(Mask labeling examples)
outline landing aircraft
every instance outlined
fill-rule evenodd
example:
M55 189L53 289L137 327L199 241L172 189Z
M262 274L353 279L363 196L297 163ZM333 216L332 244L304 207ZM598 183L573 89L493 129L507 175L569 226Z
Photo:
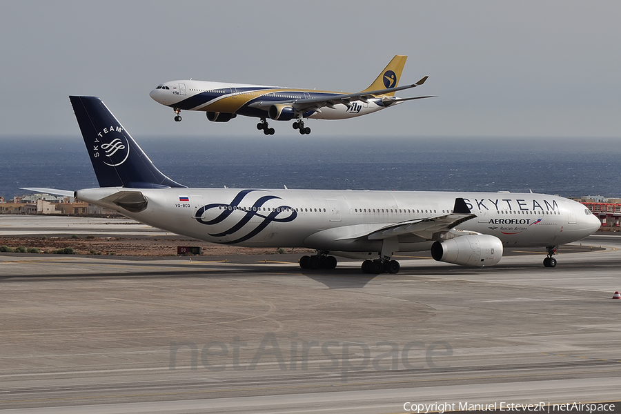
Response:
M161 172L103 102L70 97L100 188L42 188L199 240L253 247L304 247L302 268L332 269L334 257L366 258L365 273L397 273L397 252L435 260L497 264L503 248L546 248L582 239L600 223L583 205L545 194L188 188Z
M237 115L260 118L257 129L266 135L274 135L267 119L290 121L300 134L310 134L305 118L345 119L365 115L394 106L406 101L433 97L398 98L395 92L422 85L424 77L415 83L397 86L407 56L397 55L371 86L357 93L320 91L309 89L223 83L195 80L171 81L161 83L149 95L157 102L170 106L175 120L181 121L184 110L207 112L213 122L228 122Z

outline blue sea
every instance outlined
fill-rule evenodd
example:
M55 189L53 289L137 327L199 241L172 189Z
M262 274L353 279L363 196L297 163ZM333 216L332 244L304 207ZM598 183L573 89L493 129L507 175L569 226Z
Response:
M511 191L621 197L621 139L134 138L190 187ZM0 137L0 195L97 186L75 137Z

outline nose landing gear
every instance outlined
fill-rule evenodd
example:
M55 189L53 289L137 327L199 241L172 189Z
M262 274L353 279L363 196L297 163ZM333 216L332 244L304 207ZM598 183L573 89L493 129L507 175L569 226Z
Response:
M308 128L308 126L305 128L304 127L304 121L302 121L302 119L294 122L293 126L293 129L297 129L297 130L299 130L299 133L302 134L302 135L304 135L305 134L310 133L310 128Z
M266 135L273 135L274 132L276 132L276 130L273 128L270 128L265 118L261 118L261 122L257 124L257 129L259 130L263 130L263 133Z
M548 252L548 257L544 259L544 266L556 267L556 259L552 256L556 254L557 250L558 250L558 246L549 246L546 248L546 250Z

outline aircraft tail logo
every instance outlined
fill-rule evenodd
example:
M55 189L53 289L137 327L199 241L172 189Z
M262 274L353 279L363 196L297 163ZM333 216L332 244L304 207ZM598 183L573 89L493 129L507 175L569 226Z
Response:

Work required: Write out the data precisely as given, excluding the pictures.

Worked answer:
outline landing aircraft
every instance outlined
fill-rule evenodd
example:
M55 189L53 289L137 327L199 241L172 189Z
M262 274L353 279L363 196L297 163ZM333 216L332 244L304 207ZM598 183L573 89L493 129L507 175L569 226Z
Photo:
Response:
M161 172L103 102L70 97L100 188L42 188L199 240L253 247L304 247L302 268L332 269L334 257L366 258L365 273L397 273L397 252L435 260L497 264L503 248L546 248L582 239L600 223L583 205L545 194L188 188Z
M237 115L260 118L257 129L266 135L274 135L267 119L290 121L300 134L310 134L305 118L345 119L365 115L394 106L406 101L433 97L398 98L395 92L422 85L424 77L415 83L397 86L407 56L397 55L371 86L357 93L320 91L309 89L223 83L195 80L171 81L161 83L149 95L157 102L170 106L175 120L181 121L184 110L207 112L213 122L228 122Z

outline blue sea
every instance outlined
fill-rule evenodd
example:
M55 189L53 289L137 327L199 241L172 189Z
M262 274L353 279L363 196L297 163ZM333 216L332 244L304 207ZM598 183L573 89L493 129L507 175L569 226Z
Response:
M511 191L621 197L621 139L134 138L190 187ZM0 137L0 195L97 186L75 137Z

outline nose landing gear
every instance outlined
fill-rule evenodd
example:
M55 189L53 289L137 327L199 241L172 189Z
M262 274L353 279L363 196L297 163ZM333 216L332 244L304 207ZM598 183L573 89L493 129L507 175L569 226Z
Response:
M308 128L308 126L305 128L304 127L304 121L302 121L302 119L294 122L293 126L293 129L297 129L297 130L299 130L299 133L302 134L302 135L304 135L305 134L310 133L310 128Z
M266 135L273 135L274 132L276 132L276 130L273 128L270 128L265 118L261 118L261 122L257 124L257 129L259 130L263 130L263 133Z
M548 252L548 257L544 259L544 266L556 267L556 259L552 256L556 254L557 250L558 250L558 246L549 246L546 248L546 250Z

outline aircraft tail logo
every instance outlined
fill-rule evenodd
example:
M55 189L53 289L137 327L199 241L172 189Z
M262 274L353 279L363 196L297 163ZM333 216L332 244L304 207ZM598 183L573 89L493 129L507 175L569 226Z
Response:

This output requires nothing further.